Exercise
Format these lines as a JSON list of strings, one string per line, leaving out blank lines.

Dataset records
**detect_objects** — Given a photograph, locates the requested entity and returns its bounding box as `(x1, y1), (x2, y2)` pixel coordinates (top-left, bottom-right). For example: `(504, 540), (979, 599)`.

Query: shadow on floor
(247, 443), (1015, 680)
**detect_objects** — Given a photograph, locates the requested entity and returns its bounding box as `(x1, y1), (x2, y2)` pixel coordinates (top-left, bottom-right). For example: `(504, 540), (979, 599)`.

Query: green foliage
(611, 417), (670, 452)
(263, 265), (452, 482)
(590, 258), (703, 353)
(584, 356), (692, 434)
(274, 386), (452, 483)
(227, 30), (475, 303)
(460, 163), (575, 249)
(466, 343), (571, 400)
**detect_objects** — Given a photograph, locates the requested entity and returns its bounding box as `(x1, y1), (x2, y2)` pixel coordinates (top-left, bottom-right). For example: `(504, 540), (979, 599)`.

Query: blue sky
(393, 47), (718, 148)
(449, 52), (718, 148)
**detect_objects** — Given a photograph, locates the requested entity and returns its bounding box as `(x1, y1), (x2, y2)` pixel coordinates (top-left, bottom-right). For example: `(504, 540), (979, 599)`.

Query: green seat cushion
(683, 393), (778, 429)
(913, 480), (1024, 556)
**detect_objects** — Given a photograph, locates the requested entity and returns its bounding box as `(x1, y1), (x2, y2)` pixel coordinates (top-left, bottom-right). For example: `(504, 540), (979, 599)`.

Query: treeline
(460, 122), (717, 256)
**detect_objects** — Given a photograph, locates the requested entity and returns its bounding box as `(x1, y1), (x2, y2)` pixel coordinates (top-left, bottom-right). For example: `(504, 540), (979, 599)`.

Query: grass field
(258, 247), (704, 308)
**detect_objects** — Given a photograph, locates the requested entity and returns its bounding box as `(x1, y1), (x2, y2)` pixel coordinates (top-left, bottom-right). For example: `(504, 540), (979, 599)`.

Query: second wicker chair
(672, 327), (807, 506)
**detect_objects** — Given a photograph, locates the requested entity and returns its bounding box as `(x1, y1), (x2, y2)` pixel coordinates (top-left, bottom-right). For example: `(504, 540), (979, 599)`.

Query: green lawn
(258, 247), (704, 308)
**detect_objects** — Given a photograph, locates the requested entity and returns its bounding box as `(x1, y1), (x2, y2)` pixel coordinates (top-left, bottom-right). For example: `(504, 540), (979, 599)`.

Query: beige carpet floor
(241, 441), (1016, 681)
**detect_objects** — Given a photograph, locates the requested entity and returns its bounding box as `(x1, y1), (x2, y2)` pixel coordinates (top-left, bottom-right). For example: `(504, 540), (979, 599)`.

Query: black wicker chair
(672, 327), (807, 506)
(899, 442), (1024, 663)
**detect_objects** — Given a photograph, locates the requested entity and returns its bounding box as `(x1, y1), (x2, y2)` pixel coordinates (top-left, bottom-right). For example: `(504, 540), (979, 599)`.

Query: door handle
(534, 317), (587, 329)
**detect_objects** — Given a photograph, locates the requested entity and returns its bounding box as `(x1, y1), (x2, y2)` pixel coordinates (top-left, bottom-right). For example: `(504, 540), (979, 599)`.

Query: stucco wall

Result of this task
[
  "**detect_objects** — Given a photograph, locates the requested entity and returns its bounding box as `(x1, y1), (x2, y2)` pixel coordinates (top-left, bottom-right). For example: `(504, 540), (979, 599)`.",
  "Query: shadow on floor",
  "(247, 443), (1015, 680)",
  "**detect_objects** — Given a photograph, locates the requested entity and returns its bounding box as `(x1, y1), (x2, y2)` pixel coordinates (top-left, bottom-right). For example: `(504, 540), (979, 599)`.",
  "Query: green foliage",
  "(611, 417), (670, 452)",
  "(263, 265), (452, 482)",
  "(590, 258), (703, 353)",
  "(584, 356), (692, 434)",
  "(274, 386), (452, 483)",
  "(227, 30), (475, 303)",
  "(460, 163), (575, 249)",
  "(466, 343), (571, 400)",
  "**detect_objects** — Given a photograph, locates the requested entity and returns its bounding box as `(x1, y1), (x2, y2)` pixel coordinates (top-left, bottom-right). For example: `(504, 540), (979, 599)`.",
  "Query: blue sky",
  "(393, 47), (718, 148)",
  "(449, 52), (718, 148)",
  "**detect_objects** — Given a photograph, locates the requested entity and returns its bounding box as `(x1, y1), (x2, y2)` pixel coordinates (top-left, bottom-right). For example: `(504, 540), (979, 599)`.",
  "Query: green seat cushion",
  "(683, 393), (778, 429)",
  "(913, 480), (1024, 556)",
  "**detect_objects** — Given a photograph, locates the requested entity and returns its bounding box as `(x1, y1), (x2, y2)` pixel coordinates (top-left, bottom-right). For example: `(504, 540), (979, 599)`.",
  "Query: treeline",
  "(460, 122), (717, 256)",
  "**detect_objects** — Given a photograph, locates the requested entity and returns its bounding box as `(x1, y1), (x2, y2)` pixel coordinates (top-left, bottom-right). For example: `(504, 540), (979, 599)`.",
  "Query: grass field",
  "(258, 247), (704, 308)",
  "**detect_objects** — Given a photograph, locates the requested entity and returns its bounding box as `(x1, y1), (x2, y2)` pixel coordinates (top-left, bottom-right). For example: `(504, 540), (979, 599)`.",
  "Query: second wicker chair",
  "(672, 327), (807, 506)",
  "**detect_objects** — Given a photograph, locates the requested entity and returns its bounding box as `(x1, y1), (x2, y2)` pixel coordinates (top-left, bottom-right). For example: `(504, 540), (979, 599)`.",
  "Query: green lawn",
  "(258, 247), (704, 308)",
  "**detect_objects** — Given a photograph, locates the requested entity and returns its bounding box as `(x1, y1), (x2, y2)` pixel coordinates (top-left, bottom-right). For example: `(504, 540), (979, 599)`.",
  "Query: beige carpet floor",
  "(241, 441), (1016, 681)",
  "**detect_objects** — Given a photograph, locates the requested entity and returns its bounding box as `(x1, y1), (x2, y2)` pixel coordinates (top-left, bottom-right). For example: `(504, 540), (979, 599)`.",
  "Query: black wicker chair",
  "(672, 327), (807, 506)",
  "(899, 442), (1024, 663)",
  "**detect_objects** — Given a photograph, locates the requested entity and returns its bounding box as `(x1, y1), (x2, y2)` pixel coordinates (top-left, bottom-right). For example: `(504, 540), (979, 599)`.",
  "Query: door handle",
  "(534, 317), (587, 329)",
  "**detect_objects** — Given a photograph, locates the requested entity and returns its bounding box as `(x1, y1), (x2, y2)` pixel coordinates (top-left, bottom-right). For example: `(504, 540), (979, 599)`.",
  "Query: stucco wall"
]